--- Exercise description ---
Your answer should be the exact lines of the records, starting with the one containing "For each instance of the white lace" and running to the end.

Natural-language object grounding data:
--- START ---
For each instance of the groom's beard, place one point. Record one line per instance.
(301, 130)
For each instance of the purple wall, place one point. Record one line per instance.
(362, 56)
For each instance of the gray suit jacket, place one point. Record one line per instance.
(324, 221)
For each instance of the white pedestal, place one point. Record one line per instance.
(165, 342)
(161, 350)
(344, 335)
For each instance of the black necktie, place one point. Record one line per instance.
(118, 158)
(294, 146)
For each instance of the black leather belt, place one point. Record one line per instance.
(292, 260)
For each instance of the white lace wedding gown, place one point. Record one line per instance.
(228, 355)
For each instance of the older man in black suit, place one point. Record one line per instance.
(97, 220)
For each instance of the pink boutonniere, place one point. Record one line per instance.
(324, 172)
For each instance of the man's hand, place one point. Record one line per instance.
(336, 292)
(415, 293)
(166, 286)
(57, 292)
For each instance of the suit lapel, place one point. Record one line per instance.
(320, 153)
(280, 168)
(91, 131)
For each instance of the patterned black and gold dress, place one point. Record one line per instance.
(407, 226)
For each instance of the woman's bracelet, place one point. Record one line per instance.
--- END ---
--- Response for this exercise ---
For each instance of the white lace wedding gown, place one point. Record one line per instance.
(228, 355)
For each instance of the older man in black suit, place one point. Record one line per instance.
(97, 220)
For each instance of the pink boutonniere, place one point. Record one line per instance.
(324, 172)
For each instance of the man's hand, place one point. Record one line per instance.
(336, 292)
(415, 293)
(166, 286)
(57, 292)
For each instance of the suit lapel, place one point. Record one line per instance.
(320, 153)
(280, 168)
(91, 131)
For each instance of the patterned black and gold dress, place one point. Record one line per instance.
(407, 226)
For each instance of the woman's bracelet, place one point. Record one line per instance.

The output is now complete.